A few years ago, in commemoration of the 10th anniversary of the death of influential film critic Pauline Kael, I wrote the following:

I think (Kael) did a lot to expose the truth… that directors, writers and actors who often work awfully close to the surface may still have subterranean levels of achievement or purpose or commentary that they themselves may be least qualified to articulate. It’s what’s behind her disdain for Antonioni’s pontificating at the Cannes film festival; it’s what behind the high percentage of uselessness of proliferating DVD commentaries in which we get to hear every dull anecdote, redundant explication of plot development and any other inanity that strikes the director of the latest Jennifer Aniston rom-com to blurt out breathlessly; and it is what’s behind a director like Eli Roth, who tailors the subtext of something like Hostel Part II almost as an afterthought to be bleated out in defensive bursts on Larry King. Better to let your movie do the talking for you.

In an age where everybody’s got something to say about the work they’ve done as filmmakers, and usually a forum in which to expound on it, it’s gotten to the point where most of the time nothing is really being said. If you punch up the commentary track for, say, Sucker Punch or the Star Wars prequels, you’re likely only going to get a bunch of inside dope from technical wizards about the sets and special effects and, yes, lots of junket-ready anecdotes about how great he or she was to work with or what a brilliant genius he or she was in facilitating all the sound and fury on screen.

Directors themselves can be frustrating in this regard too—Paul Verhoeven’s commentary track on Starship Troopers was intermittently entertaining, but also disappointingly facile when it came to discussing the political satire embedded in his film. Yet filmmakers as diverse as Robert Altman (Nashville), Mel Brooks (Blazing Saddles) and Don Mancini (Seed of Chucky) have all contributed commentary tracks that are genuinely illuminating about the subject (and subtexts) of their films and the particular creative processes of each one.

And those everybody-grab-a-mike-and-headphones affairs can be maddening tune-outs, but they can also be a lot of fun—the track contributed by Kevin Smith and company for Mallrats was famously far more entertaining than the movie they were ostensibly there to comment upon; The Howling featured an engaging and consistently good-natured reunion between director Joe Dante and actors Dee Wallace, Christopher Stone and Robert Picardo; and when noir czar Eddie Muller put himself and critic Kim Morgan behind the mike for Jean Negulesco’s Road House, the result was a 95-minute smarty party well worth listening to.

The more academic variety of what Muller and Morgan got away with, however, can be pretty deadly—I can’t think of too many variations on hell worse than having to listen to a wise film expert reading perhaps well-written copy about the movie’s themes and ideas in a robotic monotone or, worse, with an air of spoon-feeding disdain for the very audience being catered to. The Coen Brothers skewered this sensibility brilliantly on the audio commentary track for Blood Simple, in which the ponderous and pompous “expert” Kenneth Loring (actor Jim Piddock) spent the entire film spinning flat-out lies, offering up dead-end observations about the demeanor of the characters, or describing with boredom exactly what’s happening onscreen. (“Now we have rain again…”)

**********

- **Exercise requirements**:
1. In the essay on commentary tracks, which actor played the "expert" Kenneth Loring on the Blood Simple commentary?
2. Rewrite the passage from the essay on commentary tracks that begins at the words "And those everybody-grab-a-mike-and-headphones" and ends after "worth listening to.", with "notoriously" in place of "famously".

**********

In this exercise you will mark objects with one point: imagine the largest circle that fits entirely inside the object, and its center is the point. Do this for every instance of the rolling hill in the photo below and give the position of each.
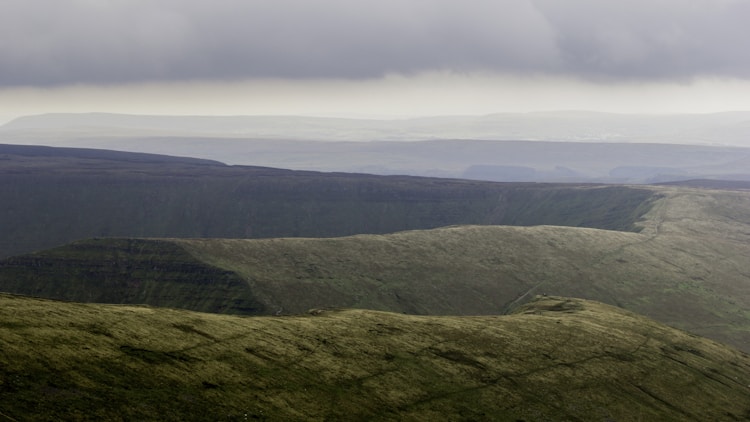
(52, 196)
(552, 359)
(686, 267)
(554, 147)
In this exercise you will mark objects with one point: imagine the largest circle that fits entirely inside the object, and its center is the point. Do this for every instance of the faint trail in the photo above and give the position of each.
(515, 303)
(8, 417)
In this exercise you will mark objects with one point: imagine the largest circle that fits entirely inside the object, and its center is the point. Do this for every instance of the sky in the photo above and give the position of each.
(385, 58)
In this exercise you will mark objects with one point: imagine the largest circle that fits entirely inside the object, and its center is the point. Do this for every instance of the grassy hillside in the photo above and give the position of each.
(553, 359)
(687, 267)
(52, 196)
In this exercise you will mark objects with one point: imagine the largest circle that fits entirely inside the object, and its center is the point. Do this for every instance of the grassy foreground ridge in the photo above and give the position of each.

**********

- **Task solutions**:
1. Jim Piddock

2.
And those everybody-grab-a-mike-and-headphones affairs can be maddening tune-outs, but they can also be a lot of fun—the track contributed by Kevin Smith and company for Mallrats was notoriously far more entertaining than the movie they were ostensibly there to comment upon; The Howling featured an engaging and consistently good-natured reunion between director Joe Dante and actors Dee Wallace, Christopher Stone and Robert Picardo; and when noir czar Eddie Muller put himself and critic Kim Morgan behind the mike for Jean Negulesco’s Road House, the result was a 95-minute smarty party well worth listening to.